● TASK PROMPT
All records below are to be repeated precisely, with nothing added.

● EXERCISE DATA
※ ※ ※

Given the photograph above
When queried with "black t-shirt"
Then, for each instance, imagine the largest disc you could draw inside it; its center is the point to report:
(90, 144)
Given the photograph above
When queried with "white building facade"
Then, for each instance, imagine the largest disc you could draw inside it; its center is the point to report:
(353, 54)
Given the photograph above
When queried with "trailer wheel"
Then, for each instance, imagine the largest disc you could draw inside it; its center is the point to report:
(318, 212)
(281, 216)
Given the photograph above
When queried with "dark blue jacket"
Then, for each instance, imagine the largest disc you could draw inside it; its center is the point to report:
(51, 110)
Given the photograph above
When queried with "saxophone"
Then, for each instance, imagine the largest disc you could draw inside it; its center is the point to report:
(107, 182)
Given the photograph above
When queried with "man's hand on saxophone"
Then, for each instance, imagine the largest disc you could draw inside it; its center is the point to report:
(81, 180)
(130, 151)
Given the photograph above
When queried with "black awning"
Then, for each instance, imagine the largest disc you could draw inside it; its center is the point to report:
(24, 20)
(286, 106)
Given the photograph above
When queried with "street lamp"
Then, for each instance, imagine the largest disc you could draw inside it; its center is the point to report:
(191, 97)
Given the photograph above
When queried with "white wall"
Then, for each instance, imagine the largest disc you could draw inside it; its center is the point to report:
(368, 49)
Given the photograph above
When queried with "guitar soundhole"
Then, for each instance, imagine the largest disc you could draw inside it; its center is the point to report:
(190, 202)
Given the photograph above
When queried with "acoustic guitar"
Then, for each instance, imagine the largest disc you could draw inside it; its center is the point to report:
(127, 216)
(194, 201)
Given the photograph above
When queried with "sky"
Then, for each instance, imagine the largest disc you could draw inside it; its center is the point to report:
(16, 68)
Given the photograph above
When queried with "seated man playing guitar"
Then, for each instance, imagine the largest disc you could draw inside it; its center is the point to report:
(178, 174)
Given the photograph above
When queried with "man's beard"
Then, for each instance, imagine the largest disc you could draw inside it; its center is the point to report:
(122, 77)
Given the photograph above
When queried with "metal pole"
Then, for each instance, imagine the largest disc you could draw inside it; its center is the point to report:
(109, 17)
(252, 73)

※ ※ ※

● ANSWER TO THIS TASK
Given the photograph above
When queried with "black t-shirt"
Then, for each instance, imagine the largest disc you could draw inside it; its center is the point to report:
(90, 144)
Given the photograph above
When queried with "white building facade"
Then, for each instance, imagine the largest disc you could draw inside it; its center is the point to report:
(353, 54)
Given the photograph above
When queried with "trailer wheel"
Then, for each instance, imagine the largest disc you could draw inside it; its center is the point to report:
(318, 212)
(281, 216)
Given the photograph above
When queried with "dark blue jacket"
Then, for each instance, imagine the largest disc you could draw inside it; its center is the point to report:
(51, 110)
Given the photograph above
When queried with "saxophone"
Then, for each instance, imagine the largest disc you could draw inside it; its center is the point to report:
(107, 182)
Given the photograph above
When queried with "man's hand on saxophone"
Then, for each instance, imagine the largest disc you could draw inside it; its center is the point to report:
(81, 180)
(130, 151)
Given the photograph above
When queried with "black awning"
Then, for each instance, imagine the largest disc you could draw inside it; its center is the point to report:
(24, 20)
(286, 106)
Given the photograph above
When queried with "street lamp"
Then, for each instance, imagine the largest disc you could draw inside it; its center is the point to report:
(191, 97)
Given the photograph above
When queried with "white wall"
Then, for each instance, imagine the largest disc you could draw inside it; its center is the point to report:
(368, 49)
Given the photograph above
When queried with "guitar soundhole"
Then, for each instance, imagine the largest disc you could draw inside it; its center is the point to report:
(190, 202)
Given the photograph above
When queried with "acoustic guitar"
Then, for each instance, imagine the largest disc you could draw inside it; its center is the point to report:
(127, 216)
(194, 201)
Given the photograph above
When queried with "sky"
Then, for each instance, imagine the largest disc you could draw inside it; its center is the point to report:
(16, 68)
Given the photograph above
When queried with "seated man playing guitar"
Then, for each instance, imagine the largest disc you could draw inside it; its center is the point to report:
(178, 174)
Given the photograph above
When queried with "man's beard"
Then, for each instance, imagine the largest disc you could draw inside it; its center is the point to report:
(122, 77)
Given the photograph above
When queried with "metal pole"
Then, for each instance, imagine the largest disc you could draw inside it; its center is the point to report:
(109, 17)
(252, 73)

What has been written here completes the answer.